(DATA UNDER STUDY Opens)

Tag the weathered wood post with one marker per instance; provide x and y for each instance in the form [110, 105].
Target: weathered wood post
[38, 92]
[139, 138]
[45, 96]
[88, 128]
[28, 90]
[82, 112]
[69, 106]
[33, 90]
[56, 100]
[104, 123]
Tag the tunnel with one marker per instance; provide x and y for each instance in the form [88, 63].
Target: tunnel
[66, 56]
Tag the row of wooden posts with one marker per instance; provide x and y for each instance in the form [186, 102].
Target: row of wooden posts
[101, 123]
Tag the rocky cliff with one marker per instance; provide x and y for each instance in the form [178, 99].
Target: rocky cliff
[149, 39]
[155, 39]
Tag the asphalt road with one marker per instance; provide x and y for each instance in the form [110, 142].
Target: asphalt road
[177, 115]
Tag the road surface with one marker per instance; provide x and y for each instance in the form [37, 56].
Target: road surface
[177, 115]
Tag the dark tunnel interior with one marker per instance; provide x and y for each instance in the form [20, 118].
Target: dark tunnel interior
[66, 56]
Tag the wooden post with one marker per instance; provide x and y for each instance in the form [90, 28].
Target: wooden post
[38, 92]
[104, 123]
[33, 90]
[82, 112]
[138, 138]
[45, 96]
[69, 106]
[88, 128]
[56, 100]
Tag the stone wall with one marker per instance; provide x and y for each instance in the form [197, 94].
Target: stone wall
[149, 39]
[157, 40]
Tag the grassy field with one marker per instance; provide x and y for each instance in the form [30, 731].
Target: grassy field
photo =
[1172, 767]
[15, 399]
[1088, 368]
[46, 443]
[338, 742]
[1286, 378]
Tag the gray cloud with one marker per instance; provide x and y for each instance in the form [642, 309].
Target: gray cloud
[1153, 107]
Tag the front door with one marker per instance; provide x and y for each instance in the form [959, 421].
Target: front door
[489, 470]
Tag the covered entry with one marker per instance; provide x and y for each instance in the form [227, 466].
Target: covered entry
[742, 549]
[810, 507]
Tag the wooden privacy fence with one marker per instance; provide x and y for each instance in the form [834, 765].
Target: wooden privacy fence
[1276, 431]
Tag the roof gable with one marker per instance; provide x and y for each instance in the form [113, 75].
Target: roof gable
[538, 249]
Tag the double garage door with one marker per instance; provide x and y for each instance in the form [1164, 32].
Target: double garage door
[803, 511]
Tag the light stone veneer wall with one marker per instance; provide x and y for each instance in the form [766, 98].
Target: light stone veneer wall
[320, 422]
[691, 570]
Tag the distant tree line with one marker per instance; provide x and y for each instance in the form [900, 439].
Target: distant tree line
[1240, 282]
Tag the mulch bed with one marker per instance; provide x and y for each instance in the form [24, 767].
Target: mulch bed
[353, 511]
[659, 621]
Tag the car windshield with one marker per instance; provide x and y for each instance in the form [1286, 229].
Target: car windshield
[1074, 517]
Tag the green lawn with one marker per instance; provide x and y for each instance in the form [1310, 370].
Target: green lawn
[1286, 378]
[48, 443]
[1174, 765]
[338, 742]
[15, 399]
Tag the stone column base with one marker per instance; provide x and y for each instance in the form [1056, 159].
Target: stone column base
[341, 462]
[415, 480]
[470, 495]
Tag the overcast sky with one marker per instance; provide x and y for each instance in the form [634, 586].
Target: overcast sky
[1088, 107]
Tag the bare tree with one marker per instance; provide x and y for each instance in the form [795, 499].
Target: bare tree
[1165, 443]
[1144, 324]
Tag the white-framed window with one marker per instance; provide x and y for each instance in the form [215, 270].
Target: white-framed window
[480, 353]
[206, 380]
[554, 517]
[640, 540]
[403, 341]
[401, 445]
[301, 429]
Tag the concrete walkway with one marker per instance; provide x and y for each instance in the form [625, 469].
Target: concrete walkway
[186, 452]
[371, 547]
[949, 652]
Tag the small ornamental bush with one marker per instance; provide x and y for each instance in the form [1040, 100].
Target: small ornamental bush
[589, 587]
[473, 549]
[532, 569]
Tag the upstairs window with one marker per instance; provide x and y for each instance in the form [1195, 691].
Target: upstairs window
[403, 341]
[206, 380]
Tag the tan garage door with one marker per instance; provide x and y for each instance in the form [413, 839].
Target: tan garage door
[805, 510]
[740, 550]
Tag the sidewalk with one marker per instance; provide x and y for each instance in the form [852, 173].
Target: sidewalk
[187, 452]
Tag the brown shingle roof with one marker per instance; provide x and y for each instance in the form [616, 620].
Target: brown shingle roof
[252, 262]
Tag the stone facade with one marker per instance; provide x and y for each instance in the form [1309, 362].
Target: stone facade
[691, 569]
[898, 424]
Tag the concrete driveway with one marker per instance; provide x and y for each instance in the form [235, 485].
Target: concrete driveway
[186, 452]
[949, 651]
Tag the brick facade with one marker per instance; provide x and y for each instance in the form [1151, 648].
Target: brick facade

(DATA UNDER STUDY Closes)

#### [ACTION ITEM]
Copy out every line above where "field" is present.

#### [YOUR RESPONSE]
Tag the grassy field with one marker per instance; provide x and y for each instance in the form [30, 731].
Target: grassy field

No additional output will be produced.